- **Problem to solve**:
Repeat the stretch of lines below from the one containing "locate black skirt -- one point per instance" through the end, including both ends.

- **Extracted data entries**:
'''
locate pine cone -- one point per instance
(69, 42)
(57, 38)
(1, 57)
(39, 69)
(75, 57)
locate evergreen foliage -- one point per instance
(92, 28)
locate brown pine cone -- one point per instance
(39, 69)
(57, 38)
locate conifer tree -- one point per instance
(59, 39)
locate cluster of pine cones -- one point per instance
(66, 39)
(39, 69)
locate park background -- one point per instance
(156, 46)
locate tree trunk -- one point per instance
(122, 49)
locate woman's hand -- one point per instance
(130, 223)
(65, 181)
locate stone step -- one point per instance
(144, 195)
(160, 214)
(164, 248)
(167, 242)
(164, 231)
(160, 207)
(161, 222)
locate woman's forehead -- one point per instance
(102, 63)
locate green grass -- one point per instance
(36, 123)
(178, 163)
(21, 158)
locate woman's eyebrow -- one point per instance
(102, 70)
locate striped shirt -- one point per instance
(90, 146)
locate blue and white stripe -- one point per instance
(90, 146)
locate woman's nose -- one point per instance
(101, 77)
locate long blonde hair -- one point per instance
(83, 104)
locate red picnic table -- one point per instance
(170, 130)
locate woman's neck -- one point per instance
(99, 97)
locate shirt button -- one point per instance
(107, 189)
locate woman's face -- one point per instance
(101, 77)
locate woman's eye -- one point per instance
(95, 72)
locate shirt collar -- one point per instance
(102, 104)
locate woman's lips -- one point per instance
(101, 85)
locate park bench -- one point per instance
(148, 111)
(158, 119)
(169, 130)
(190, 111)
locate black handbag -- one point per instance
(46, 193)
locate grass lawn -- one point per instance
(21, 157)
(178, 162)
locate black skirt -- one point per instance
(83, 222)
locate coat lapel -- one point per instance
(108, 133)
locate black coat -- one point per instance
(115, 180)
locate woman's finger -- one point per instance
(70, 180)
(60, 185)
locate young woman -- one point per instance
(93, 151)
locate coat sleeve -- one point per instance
'''
- **Answer for this exercise**:
locate black skirt -- one point per instance
(83, 222)
locate coat lapel -- one point per instance
(108, 133)
locate black coat -- one point per instance
(115, 180)
locate woman's finger -- one point per instance
(70, 180)
(60, 185)
locate young woman -- one point per instance
(93, 151)
locate coat sleeve -- one point per instance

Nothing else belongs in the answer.